=== Texto para revisar ===
◇ ◇ ◇ ◇ ◇

Frente a la conservación secular de estelas y viejos pergaminos, el olvido de los sistemas informáticos de memoria es cada vez más rápido. Hoy asistimos a una situación de cambio importante y tiene que ver con la estabilidad del registro, dada por la existencia de internet. A efectos prácticos, la vida media de ese soporte parece que será inconcebiblemente prolongada. Y esa estabilidad supera la necesidad de copias; de hecho, basta a efectos prácticos con un solo ejemplar codificado electrónicamente de cada documento.
Aunque en nuestros ordenadores personales y soportes externos podamos guardar múltiples copias y también destruirlas, lo que “digamos” en internet equivale a escribir algo imborrable y, a la vez, accesible a muchos.
Ocurre que internet no es un dios bondadoso, sino una herramienta tan útil como peligrosa. Las redes sociales no sólo sirven a quienes participamos en ellas sino también a quienes las usan para obtener información de cada participante. Puede negarse un puesto de trabajo a quien haya “colgado” ocurrencias en Facebook que el posible empleador considera inapropiadas. Un “tuit” emitido hace años con pretensión banal puede costar un cargo político. Un comentario social sobre enfermedades de familiares puede elevar el coste de un seguro médico. Vemos ya cómo si hacemos algún comentario sobre cualquier objeto de consumo, empieza a aparecernos propaganda de múltiples ofertas de venta. La salvaguarda informática de historias clínicas es mucho más preocupante.

◇ ◇ ◇ ◇ ◇

Registros extraídos:

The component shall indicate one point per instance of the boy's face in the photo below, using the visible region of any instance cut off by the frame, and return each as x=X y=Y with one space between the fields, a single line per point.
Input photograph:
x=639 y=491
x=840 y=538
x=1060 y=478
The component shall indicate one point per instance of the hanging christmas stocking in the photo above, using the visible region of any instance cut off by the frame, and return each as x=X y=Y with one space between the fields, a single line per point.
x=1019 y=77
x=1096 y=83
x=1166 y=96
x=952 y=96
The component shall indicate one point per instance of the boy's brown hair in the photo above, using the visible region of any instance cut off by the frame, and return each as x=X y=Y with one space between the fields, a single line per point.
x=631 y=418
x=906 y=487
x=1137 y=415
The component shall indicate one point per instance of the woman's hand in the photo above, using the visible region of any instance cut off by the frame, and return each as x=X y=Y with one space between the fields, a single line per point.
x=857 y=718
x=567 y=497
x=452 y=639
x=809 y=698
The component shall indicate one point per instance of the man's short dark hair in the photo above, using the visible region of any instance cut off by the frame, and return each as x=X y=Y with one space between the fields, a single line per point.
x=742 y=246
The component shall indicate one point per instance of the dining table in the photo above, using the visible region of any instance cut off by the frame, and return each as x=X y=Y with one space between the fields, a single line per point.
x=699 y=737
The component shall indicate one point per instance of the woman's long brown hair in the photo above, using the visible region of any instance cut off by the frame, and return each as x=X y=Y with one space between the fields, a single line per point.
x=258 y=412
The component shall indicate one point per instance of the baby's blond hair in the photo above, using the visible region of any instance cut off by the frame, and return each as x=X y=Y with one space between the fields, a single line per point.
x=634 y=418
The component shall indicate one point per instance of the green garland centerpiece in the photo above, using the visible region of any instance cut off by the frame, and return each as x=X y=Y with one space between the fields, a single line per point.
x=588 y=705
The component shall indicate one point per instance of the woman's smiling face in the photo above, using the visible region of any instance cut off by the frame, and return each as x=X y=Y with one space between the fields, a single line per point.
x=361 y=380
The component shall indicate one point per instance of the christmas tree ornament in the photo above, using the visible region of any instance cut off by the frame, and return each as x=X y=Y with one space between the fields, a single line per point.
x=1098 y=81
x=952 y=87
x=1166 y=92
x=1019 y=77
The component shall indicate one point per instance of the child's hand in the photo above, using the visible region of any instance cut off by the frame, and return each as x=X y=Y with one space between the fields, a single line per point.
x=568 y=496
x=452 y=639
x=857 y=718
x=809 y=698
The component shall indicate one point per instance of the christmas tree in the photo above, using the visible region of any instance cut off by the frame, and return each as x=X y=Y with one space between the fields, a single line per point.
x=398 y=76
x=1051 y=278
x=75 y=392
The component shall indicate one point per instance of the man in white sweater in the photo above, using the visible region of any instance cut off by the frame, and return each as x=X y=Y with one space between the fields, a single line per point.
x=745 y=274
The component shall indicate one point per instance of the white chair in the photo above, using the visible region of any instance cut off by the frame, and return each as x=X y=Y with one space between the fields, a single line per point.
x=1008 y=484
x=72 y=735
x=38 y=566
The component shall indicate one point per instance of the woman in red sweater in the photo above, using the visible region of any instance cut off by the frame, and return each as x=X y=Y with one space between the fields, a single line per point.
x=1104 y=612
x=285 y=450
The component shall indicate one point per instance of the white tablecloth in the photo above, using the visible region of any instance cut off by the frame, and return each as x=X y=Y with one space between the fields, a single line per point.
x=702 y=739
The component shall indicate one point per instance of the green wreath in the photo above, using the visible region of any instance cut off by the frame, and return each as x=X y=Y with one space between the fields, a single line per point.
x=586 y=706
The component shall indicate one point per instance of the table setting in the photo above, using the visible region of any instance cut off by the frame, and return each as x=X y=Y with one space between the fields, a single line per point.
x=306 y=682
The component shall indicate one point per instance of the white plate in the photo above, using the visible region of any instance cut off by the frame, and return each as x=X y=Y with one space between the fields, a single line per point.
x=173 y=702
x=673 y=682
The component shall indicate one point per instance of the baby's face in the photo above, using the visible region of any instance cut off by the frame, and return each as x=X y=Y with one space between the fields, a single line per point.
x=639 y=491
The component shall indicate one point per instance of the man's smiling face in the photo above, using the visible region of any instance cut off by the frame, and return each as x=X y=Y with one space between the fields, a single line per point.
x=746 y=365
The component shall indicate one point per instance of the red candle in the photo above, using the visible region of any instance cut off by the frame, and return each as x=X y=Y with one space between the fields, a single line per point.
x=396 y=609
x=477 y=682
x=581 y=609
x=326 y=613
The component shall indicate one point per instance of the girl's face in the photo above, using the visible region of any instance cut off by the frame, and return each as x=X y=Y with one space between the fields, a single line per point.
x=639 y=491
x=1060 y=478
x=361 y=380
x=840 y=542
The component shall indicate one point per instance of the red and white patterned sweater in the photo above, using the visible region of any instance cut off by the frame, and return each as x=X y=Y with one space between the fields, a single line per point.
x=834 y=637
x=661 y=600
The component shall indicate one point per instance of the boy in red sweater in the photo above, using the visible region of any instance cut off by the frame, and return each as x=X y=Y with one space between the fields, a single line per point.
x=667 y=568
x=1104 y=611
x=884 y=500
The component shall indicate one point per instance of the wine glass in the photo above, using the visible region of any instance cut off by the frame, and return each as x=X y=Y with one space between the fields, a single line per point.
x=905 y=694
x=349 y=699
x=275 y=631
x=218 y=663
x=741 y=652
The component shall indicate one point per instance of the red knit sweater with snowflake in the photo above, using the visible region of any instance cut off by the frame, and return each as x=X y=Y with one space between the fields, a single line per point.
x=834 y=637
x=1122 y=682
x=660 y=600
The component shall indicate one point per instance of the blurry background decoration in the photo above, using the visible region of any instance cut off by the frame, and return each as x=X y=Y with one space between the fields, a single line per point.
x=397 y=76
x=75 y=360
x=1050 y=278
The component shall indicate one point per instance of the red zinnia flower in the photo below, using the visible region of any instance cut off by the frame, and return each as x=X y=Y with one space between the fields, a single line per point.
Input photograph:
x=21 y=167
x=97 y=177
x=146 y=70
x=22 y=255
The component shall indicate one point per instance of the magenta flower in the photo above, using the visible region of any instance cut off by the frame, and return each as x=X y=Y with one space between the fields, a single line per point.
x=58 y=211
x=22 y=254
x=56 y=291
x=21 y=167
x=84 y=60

◇ ◇ ◇ ◇ ◇

=== Tareas por realizar ===
1 - Responda brevemente, según el texto sobre internet y la memoria:
(a) ¿Con qué soportes antiguos compara el texto el olvido de los sistemas informáticos de memoria?
(b) ¿Qué puede costar un "tuit" emitido hace años con pretensión banal?
(c) ¿Qué puede elevar un comentario social sobre enfermedades de familiares?
2 - Explique por qué, según el texto sobre internet y la memoria, basta con un solo ejemplar codificado electrónicamente de cada documento.

=== Soluciones del ejercicio ===
1 -
(a) Con estelas y viejos pergaminos.
(b) Un cargo político.
(c) El coste de un seguro médico.

2 - Internet da estabilidad al registro, y la vida media de ese soporte parece que será inconcebiblemente prolongada. Esa estabilidad supera la necesidad de copias, por lo que a efectos prácticos basta con un solo ejemplar.